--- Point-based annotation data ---

···

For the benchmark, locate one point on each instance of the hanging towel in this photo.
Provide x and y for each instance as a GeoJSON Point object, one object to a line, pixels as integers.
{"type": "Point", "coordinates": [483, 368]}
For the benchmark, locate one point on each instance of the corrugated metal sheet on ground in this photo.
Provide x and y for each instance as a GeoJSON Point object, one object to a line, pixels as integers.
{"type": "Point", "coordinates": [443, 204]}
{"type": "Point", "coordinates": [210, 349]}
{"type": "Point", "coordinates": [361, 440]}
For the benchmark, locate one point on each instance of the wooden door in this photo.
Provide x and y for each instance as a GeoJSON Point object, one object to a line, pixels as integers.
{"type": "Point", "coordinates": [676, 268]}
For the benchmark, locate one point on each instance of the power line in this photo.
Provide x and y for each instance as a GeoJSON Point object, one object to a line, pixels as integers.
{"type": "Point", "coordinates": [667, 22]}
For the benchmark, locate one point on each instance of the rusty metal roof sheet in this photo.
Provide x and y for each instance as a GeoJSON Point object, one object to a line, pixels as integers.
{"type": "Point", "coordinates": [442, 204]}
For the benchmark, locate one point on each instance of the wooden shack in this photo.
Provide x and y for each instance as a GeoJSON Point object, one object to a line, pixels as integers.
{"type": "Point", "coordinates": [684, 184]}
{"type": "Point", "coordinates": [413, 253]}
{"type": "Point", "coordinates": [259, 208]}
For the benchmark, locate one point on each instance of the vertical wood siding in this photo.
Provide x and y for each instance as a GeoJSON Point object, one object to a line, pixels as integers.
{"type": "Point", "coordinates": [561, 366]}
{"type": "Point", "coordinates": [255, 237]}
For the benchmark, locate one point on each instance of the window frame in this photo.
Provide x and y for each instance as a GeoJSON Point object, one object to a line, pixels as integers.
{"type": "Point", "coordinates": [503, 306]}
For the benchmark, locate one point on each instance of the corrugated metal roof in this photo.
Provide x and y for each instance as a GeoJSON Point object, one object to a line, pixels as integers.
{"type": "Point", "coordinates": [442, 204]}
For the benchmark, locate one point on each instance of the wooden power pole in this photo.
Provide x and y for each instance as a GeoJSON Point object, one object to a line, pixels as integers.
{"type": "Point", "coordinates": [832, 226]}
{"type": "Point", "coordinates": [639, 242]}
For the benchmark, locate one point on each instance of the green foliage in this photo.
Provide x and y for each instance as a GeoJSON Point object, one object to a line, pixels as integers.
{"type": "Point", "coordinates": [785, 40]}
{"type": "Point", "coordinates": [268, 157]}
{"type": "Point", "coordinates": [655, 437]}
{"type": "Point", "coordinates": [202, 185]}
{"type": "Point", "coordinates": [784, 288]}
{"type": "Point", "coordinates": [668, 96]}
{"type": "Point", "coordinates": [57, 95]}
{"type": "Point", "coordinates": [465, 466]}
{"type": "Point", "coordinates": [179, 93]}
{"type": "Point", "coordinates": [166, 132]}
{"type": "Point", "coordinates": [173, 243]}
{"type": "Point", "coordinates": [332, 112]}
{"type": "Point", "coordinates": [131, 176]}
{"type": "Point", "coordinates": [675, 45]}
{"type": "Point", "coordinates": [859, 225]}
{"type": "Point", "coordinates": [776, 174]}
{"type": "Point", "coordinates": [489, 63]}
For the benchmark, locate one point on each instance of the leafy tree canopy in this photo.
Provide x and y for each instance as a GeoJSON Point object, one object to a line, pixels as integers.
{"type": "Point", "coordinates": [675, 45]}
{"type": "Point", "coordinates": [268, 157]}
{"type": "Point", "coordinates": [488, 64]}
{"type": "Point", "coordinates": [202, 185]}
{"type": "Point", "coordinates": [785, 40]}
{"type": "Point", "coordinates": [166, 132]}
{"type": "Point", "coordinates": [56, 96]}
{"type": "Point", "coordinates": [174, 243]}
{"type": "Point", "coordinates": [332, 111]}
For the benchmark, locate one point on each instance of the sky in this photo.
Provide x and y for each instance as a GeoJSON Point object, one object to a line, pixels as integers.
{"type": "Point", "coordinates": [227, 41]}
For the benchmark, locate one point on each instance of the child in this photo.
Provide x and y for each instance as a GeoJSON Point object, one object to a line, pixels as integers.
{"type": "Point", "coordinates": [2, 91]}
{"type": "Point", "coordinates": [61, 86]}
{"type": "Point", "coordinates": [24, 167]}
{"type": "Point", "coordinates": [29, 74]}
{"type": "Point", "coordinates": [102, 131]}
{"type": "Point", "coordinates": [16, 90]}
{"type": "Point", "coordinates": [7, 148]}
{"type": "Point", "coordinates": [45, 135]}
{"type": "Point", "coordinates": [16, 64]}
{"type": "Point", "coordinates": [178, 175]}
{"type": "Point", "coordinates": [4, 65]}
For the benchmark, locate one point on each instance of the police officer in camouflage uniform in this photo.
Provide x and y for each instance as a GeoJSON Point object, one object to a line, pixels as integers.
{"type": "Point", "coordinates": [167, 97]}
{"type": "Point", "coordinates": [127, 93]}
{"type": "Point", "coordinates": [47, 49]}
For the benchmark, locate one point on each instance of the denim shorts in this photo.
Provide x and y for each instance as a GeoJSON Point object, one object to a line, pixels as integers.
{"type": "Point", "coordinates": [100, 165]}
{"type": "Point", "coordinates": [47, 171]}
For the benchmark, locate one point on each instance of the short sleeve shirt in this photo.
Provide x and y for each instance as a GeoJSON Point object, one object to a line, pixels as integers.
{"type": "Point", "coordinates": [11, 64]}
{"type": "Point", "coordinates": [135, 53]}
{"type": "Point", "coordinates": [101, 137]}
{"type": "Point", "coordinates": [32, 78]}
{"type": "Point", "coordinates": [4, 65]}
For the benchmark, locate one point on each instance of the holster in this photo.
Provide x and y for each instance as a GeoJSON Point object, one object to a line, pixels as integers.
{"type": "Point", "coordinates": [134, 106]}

···

Repeat the material above in full, keeping every word.

--- Problem solution ---
For the benchmark, locate one point on each instance of the hanging towel in this photo.
Provide x and y for each instance as a GeoJSON Point object, one object to a line, pixels as integers.
{"type": "Point", "coordinates": [483, 368]}
For the benchmark, locate one point on each instance of the corrugated metal sheet on ground in this photo.
Provide x and y for each instance as a GeoJSON Point object, one object to a line, pixels as integers.
{"type": "Point", "coordinates": [443, 204]}
{"type": "Point", "coordinates": [210, 349]}
{"type": "Point", "coordinates": [361, 440]}
For the benchmark, locate one point on each instance of the wooden door in this photo.
Provide x and y for each instance as a GeoJSON Point object, one object to a line, pixels as integers.
{"type": "Point", "coordinates": [676, 268]}
For the benchmark, locate one point on each instance of the power line in this photo.
Provide x and y for each instance as a GeoJSON Point object, one object to a line, pixels as integers.
{"type": "Point", "coordinates": [667, 22]}
For the benchmark, locate one point on each instance of the rusty metal roof sheet in this photo.
Provide x and y for each instance as a GeoJSON Point object, one object to a line, pixels as integers.
{"type": "Point", "coordinates": [442, 204]}
For the benchmark, locate one point on each instance of the wooden shack in this photo.
Provide x and y for each instance as a GeoJSON Point object, one object to a line, pixels as integers.
{"type": "Point", "coordinates": [684, 184]}
{"type": "Point", "coordinates": [413, 253]}
{"type": "Point", "coordinates": [259, 208]}
For the benchmark, locate one point on each instance of the vertical wood siding in this photo.
Provide x and y for each instance as a GeoJSON Point object, one object to a line, pixels as integers.
{"type": "Point", "coordinates": [561, 366]}
{"type": "Point", "coordinates": [255, 237]}
For the benchmark, locate one point on each instance of the window frame in this photo.
Provide x and y for each instance as a GeoJSON Point object, one object to a line, pixels as integers.
{"type": "Point", "coordinates": [503, 306]}
For the benchmark, locate one point on each instance of the corrugated metal roof in this photo.
Provide x and y for each instance as a GeoJSON Point object, one object to a line, pixels as integers.
{"type": "Point", "coordinates": [442, 204]}
For the benchmark, locate one point on each instance of the wooden power pole in this photo.
Provide x and y for each instance as a GeoJSON Point object, one object to a line, pixels as integers.
{"type": "Point", "coordinates": [832, 226]}
{"type": "Point", "coordinates": [639, 242]}
For the benchmark, locate one point on each instance of the green foliage in this photo.
Provide x and y for each instance as a GeoJSON Point object, one object to a line, pixels as integers.
{"type": "Point", "coordinates": [785, 40]}
{"type": "Point", "coordinates": [268, 157]}
{"type": "Point", "coordinates": [655, 437]}
{"type": "Point", "coordinates": [202, 185]}
{"type": "Point", "coordinates": [784, 288]}
{"type": "Point", "coordinates": [668, 96]}
{"type": "Point", "coordinates": [57, 95]}
{"type": "Point", "coordinates": [465, 466]}
{"type": "Point", "coordinates": [179, 93]}
{"type": "Point", "coordinates": [166, 132]}
{"type": "Point", "coordinates": [173, 243]}
{"type": "Point", "coordinates": [332, 112]}
{"type": "Point", "coordinates": [131, 176]}
{"type": "Point", "coordinates": [675, 45]}
{"type": "Point", "coordinates": [859, 225]}
{"type": "Point", "coordinates": [776, 174]}
{"type": "Point", "coordinates": [489, 63]}
For the benchmark, locate one point on each instance of the leafy tree canopy in this photo.
Provide x and y for each instance as a GeoJSON Point object, one object to a line, pixels as integers.
{"type": "Point", "coordinates": [675, 45]}
{"type": "Point", "coordinates": [268, 157]}
{"type": "Point", "coordinates": [488, 64]}
{"type": "Point", "coordinates": [202, 185]}
{"type": "Point", "coordinates": [785, 40]}
{"type": "Point", "coordinates": [166, 132]}
{"type": "Point", "coordinates": [56, 96]}
{"type": "Point", "coordinates": [174, 243]}
{"type": "Point", "coordinates": [332, 111]}
For the benchmark, locate one point on each instance of the sky in this photo.
Provide x and y for each instance as a GeoJSON Point object, one object to a line, pixels as integers.
{"type": "Point", "coordinates": [227, 41]}
For the benchmark, locate one point on each instance of the child in this photo.
Provide x and y for each instance as a GeoJSON Point object, one object to a line, pixels as integers.
{"type": "Point", "coordinates": [2, 91]}
{"type": "Point", "coordinates": [61, 86]}
{"type": "Point", "coordinates": [24, 167]}
{"type": "Point", "coordinates": [29, 74]}
{"type": "Point", "coordinates": [102, 131]}
{"type": "Point", "coordinates": [16, 90]}
{"type": "Point", "coordinates": [7, 148]}
{"type": "Point", "coordinates": [45, 135]}
{"type": "Point", "coordinates": [16, 64]}
{"type": "Point", "coordinates": [178, 175]}
{"type": "Point", "coordinates": [4, 65]}
For the benchmark, locate one point on each instance of the police officer in camouflage uniform in this photo.
Provide x and y for each instance as a GeoJSON Point object, one object to a line, pixels as integers.
{"type": "Point", "coordinates": [167, 97]}
{"type": "Point", "coordinates": [127, 93]}
{"type": "Point", "coordinates": [47, 49]}
For the benchmark, locate one point on each instance of the denim shorts in this photo.
Provide x and y for each instance as a GeoJSON Point object, one object to a line, pixels as integers.
{"type": "Point", "coordinates": [100, 165]}
{"type": "Point", "coordinates": [47, 171]}
For the benchmark, locate one point on each instance of the short sleeve shirt in this photo.
Provide x and y for each instance as a GeoJSON Point object, one object to a line, pixels as integers.
{"type": "Point", "coordinates": [11, 64]}
{"type": "Point", "coordinates": [135, 53]}
{"type": "Point", "coordinates": [101, 137]}
{"type": "Point", "coordinates": [32, 78]}
{"type": "Point", "coordinates": [4, 65]}
For the benchmark, locate one point on each instance of the holster in this photo.
Provide x and y for each instance as a GeoJSON Point object, one object to a line, pixels as integers.
{"type": "Point", "coordinates": [134, 106]}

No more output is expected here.